* [MATERIAL SHOWN]
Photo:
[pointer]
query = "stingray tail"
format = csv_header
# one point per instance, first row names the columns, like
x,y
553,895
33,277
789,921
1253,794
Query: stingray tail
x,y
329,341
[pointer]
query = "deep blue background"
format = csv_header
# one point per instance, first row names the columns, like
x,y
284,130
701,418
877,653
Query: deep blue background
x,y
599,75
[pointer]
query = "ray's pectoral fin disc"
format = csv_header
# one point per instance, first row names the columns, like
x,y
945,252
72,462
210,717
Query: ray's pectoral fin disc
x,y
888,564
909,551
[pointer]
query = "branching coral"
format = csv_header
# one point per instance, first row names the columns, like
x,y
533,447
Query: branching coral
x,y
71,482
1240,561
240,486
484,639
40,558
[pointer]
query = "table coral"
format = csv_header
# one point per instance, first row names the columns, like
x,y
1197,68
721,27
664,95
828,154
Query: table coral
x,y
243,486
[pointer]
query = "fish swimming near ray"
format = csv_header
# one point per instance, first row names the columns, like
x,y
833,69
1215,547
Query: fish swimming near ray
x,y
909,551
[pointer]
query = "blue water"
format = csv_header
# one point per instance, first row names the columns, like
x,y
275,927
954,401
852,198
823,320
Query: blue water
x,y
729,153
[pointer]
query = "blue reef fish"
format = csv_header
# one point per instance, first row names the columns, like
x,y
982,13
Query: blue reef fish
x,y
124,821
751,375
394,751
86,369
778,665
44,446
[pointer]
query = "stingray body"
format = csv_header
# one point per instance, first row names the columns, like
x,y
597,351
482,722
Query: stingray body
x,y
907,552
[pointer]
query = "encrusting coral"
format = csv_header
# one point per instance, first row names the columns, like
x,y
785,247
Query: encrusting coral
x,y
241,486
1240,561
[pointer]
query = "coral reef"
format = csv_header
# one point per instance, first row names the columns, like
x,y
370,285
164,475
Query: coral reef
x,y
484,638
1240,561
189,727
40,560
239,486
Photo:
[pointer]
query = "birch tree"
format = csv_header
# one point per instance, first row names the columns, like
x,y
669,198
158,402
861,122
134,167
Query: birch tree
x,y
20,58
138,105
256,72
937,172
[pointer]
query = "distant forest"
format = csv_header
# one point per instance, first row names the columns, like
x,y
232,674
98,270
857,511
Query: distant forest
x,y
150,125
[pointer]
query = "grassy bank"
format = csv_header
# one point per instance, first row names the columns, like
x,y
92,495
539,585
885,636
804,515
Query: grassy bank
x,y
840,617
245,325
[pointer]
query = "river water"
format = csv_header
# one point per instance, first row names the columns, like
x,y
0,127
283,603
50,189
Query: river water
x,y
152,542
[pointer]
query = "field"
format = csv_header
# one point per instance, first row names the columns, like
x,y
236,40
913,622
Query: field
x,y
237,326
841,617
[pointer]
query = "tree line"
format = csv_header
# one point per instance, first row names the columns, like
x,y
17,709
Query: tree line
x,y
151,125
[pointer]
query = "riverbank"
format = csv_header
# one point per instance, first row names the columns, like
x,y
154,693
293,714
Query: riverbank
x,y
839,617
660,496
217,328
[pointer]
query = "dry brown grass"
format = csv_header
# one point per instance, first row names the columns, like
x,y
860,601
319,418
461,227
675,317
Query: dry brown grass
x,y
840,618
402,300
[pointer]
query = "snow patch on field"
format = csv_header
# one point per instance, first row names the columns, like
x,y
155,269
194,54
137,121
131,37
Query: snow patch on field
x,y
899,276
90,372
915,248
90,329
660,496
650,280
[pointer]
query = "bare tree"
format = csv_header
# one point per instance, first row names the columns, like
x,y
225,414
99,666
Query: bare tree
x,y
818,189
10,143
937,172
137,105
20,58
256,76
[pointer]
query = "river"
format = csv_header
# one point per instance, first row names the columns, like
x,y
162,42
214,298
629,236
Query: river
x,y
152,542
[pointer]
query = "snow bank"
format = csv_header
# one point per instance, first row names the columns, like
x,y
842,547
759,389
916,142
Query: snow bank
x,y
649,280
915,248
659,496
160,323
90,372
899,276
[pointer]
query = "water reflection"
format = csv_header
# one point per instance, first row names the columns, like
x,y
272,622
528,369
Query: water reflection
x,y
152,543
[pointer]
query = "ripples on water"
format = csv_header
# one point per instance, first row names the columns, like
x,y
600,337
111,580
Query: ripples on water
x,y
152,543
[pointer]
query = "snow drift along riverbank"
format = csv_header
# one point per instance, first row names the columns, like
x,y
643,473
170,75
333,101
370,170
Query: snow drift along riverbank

* [THE REQUEST] Copy all the lines, exactly.

* [REPLY]
Photo:
[pointer]
query = "stingray tail"
format = csv_header
# one point per instance, first row names the columns, like
x,y
553,895
33,277
789,921
1253,794
Query: stingray tail
x,y
329,341
[pointer]
query = "deep blue background"
format = csv_header
# one point per instance, first row names the columns, like
x,y
284,130
701,418
877,653
Query: deep blue background
x,y
599,75
[pointer]
query = "ray's pectoral fin disc"
format = csv_header
# one point per instance, first row names the columns, like
x,y
945,252
72,462
210,717
Query: ray's pectoral fin disc
x,y
888,564
909,551
[pointer]
query = "branching coral"
format = csv_header
# one point per instance, first row names the columns, like
x,y
533,447
Query: branching coral
x,y
71,482
1240,561
240,486
484,639
40,558
[pointer]
query = "table coral"
format = csv_header
# one point per instance, first row names the columns, like
x,y
1197,68
721,27
664,95
828,154
Query: table coral
x,y
243,486
[pointer]
query = "fish swimming near ray"
format = csv_header
# one point per instance, first row names the columns, like
x,y
833,69
1215,547
Query: fish swimming near ray
x,y
909,551
[pointer]
query = "blue water"
format = csv_header
# one point per instance, first row names the columns, like
x,y
275,927
954,401
852,198
823,320
Query: blue water
x,y
729,153
[pointer]
query = "blue reef fish"
format = csv_header
# one point per instance, first row names the columns, like
x,y
982,13
Query: blue reef fish
x,y
124,821
751,375
394,751
86,369
778,665
44,446
[pointer]
query = "stingray body"
format = csv_header
# one point per instance, first row names the columns, like
x,y
597,351
482,722
Query: stingray body
x,y
907,552
[pointer]
query = "encrusting coral"
format = csv_header
# one point per instance, first row names the columns, like
x,y
785,247
Query: encrusting coral
x,y
241,486
1240,561
[pointer]
query = "coral reef"
format = csv_header
# one point per instance, first row names the columns, like
x,y
370,285
164,475
Query: coral reef
x,y
484,638
1240,561
189,727
40,560
239,486
Photo:
[pointer]
query = "birch tree"
format = csv_header
# one point per instance, first row names the columns, like
x,y
669,198
158,402
861,122
134,167
Query: birch tree
x,y
20,58
138,105
256,72
937,172
[pointer]
query = "distant forest"
format = csv_header
# one point per instance, first row names the columns, like
x,y
232,674
98,270
857,511
Query: distant forest
x,y
150,125
[pointer]
query = "grassy bank"
format = csv_header
# one point per instance, first row names the columns, like
x,y
92,495
539,585
885,636
804,515
Query: grassy bank
x,y
840,617
245,325
[pointer]
query = "river water"
format = csv_header
# one point per instance, first row names the columns, like
x,y
0,127
283,603
50,189
Query: river water
x,y
152,542
[pointer]
query = "field"
format = csv_header
# one point per instance, first row names the columns, like
x,y
236,40
913,622
Query: field
x,y
237,326
841,617
[pointer]
query = "tree line"
format = csv_header
# one point per instance, first row names the columns, like
x,y
17,709
Query: tree line
x,y
151,125
[pointer]
query = "riverbank"
format = csv_header
# one point per instance, first row names the columns, like
x,y
154,693
293,714
Query: riverbank
x,y
839,617
660,496
217,328
[pointer]
query = "dry brown grass"
format = csv_header
# one point per instance, first row names the columns, like
x,y
860,601
319,418
461,227
675,317
Query: dry brown grass
x,y
840,618
402,300
[pointer]
query = "snow patch on field"
format = csv_header
# one point per instance, first row names the columns, like
x,y
155,269
194,54
137,121
131,37
Query: snow patch on field
x,y
899,276
90,372
915,248
90,329
660,496
650,280
[pointer]
query = "bare tree"
format = csv_header
# one point per instance, first row names the columns, like
x,y
225,414
99,666
Query: bare tree
x,y
818,189
10,143
937,172
137,105
20,58
256,76
[pointer]
query = "river"
format = csv_header
# one point per instance, first row names the columns, like
x,y
162,42
214,298
629,236
Query: river
x,y
152,542
[pointer]
query = "snow bank"
format = csv_header
# one point per instance, first row names the columns, like
x,y
842,547
759,389
916,142
Query: snow bank
x,y
649,280
915,248
659,496
160,323
90,372
899,276
[pointer]
query = "water reflection"
format = csv_header
# one point per instance, first row names the columns, like
x,y
272,622
528,369
Query: water reflection
x,y
152,543
[pointer]
query = "ripples on water"
format = csv_header
# one point per instance, first row names the columns, like
x,y
600,337
111,580
Query: ripples on water
x,y
152,543
[pointer]
query = "snow drift along riverbank"
format = csv_header
# one point per instance, first row names the columns, like
x,y
643,473
170,75
333,101
370,170
Query: snow drift along riverbank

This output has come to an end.